#### Problem:
All the data below goes into the copy word for word, but the pictures don't.

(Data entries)
--------------------------------

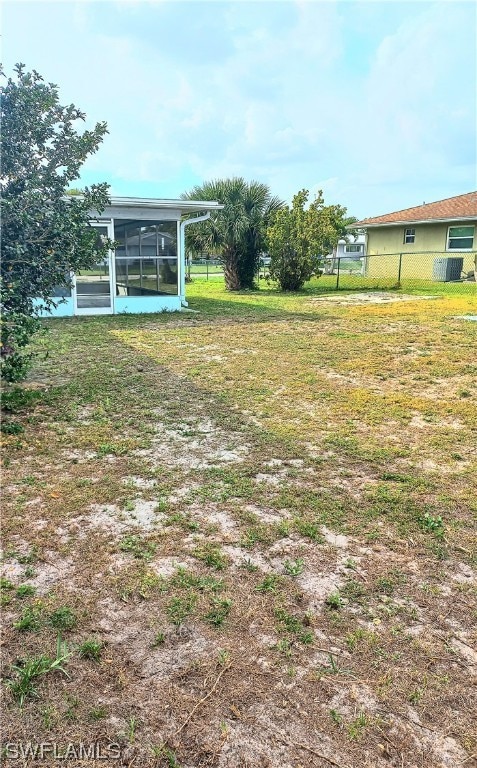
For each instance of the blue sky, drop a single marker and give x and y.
(373, 102)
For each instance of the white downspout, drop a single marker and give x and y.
(182, 250)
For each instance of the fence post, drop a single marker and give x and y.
(399, 269)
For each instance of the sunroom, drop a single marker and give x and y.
(146, 271)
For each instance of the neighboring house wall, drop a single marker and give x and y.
(430, 242)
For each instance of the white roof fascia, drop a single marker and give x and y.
(412, 221)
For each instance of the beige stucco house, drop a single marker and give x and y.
(427, 236)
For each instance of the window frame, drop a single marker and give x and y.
(460, 237)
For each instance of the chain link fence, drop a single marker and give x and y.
(428, 270)
(434, 270)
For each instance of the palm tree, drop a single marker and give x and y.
(235, 234)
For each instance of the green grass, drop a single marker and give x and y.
(312, 462)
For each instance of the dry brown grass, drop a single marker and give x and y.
(265, 514)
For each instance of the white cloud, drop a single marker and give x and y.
(289, 92)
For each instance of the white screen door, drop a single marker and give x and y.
(93, 291)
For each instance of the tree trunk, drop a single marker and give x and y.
(231, 271)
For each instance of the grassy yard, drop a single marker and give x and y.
(245, 535)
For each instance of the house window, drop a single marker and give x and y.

--------------------------------

#### Response area:
For each instance of the blue sky, drop a single marker and give x and y.
(373, 102)
For each instance of the white downspout, drop a single marker and give x and y.
(182, 250)
For each instance of the fence post, drop a single marker and give x and y.
(399, 269)
For each instance of the sunroom, drop a single marker and give x and y.
(146, 271)
For each instance of the neighboring house wall, drop a single marker and give x and y.
(430, 242)
For each instance of the white roof fascia, drop a single marker and give x and y.
(412, 221)
For each instance of the beige stucco house, drop a single marker and give x and y.
(427, 236)
For each instance of the window frame, drop a single marker and give x and y.
(460, 237)
For each instance of the chain link fence, drop a single marker and give x and y.
(428, 270)
(434, 270)
For each instance of the palm tree, drop a single marker and give x and y.
(235, 234)
For each instance of the green grass, drop a single marker and give x and y.
(312, 462)
For each instance of the dry brown grass, drop a single marker and give x and y.
(265, 514)
For each instance of the white cloud, drop a single marker and give x and y.
(289, 92)
For each instance of the white screen door, drop a single marker and give x and y.
(93, 291)
For each instance of the tree trunk, drop a single marker and give x and y.
(231, 271)
For each instance of the grassy yard, drop a single marker and give x and y.
(245, 535)
For each instance of the house window, drop a single marker and give x and y.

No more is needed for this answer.